Starting at the line that contains "# point at: green" and ending at the last line of the records below, reproduce every line, requests included, and offset each point coordinate by adding 70 to it.

BEGIN

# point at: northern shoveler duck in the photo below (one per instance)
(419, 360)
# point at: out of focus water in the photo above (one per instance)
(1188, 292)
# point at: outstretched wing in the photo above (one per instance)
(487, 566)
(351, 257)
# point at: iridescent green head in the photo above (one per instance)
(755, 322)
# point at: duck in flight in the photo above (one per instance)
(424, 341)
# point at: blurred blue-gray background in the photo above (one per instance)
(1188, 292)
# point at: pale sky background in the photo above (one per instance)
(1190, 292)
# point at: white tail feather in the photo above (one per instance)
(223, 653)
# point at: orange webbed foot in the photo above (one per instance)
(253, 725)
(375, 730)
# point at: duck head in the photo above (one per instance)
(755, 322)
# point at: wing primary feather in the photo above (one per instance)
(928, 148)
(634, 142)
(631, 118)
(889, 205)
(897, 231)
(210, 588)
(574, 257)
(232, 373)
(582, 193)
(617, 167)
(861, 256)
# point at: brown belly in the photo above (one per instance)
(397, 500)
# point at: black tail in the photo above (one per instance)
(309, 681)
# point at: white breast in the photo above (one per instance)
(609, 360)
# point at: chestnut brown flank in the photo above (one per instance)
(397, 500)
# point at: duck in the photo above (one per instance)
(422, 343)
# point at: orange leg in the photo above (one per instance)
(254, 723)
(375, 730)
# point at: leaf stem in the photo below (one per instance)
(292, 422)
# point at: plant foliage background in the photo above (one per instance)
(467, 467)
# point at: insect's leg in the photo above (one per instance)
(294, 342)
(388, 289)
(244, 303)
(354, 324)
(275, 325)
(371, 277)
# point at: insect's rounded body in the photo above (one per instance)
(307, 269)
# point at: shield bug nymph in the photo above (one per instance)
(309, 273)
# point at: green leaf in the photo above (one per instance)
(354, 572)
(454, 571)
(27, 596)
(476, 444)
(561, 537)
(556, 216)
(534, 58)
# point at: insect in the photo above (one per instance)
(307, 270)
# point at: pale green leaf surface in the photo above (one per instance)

END

**WRITTEN ANSWER**
# point at: green leaf in the photo above (one per instance)
(424, 642)
(524, 641)
(97, 666)
(546, 514)
(631, 607)
(626, 286)
(604, 128)
# point at: insect in the photo above (one per instance)
(377, 340)
# point at: pale green leaf surface in the photo above (one per instance)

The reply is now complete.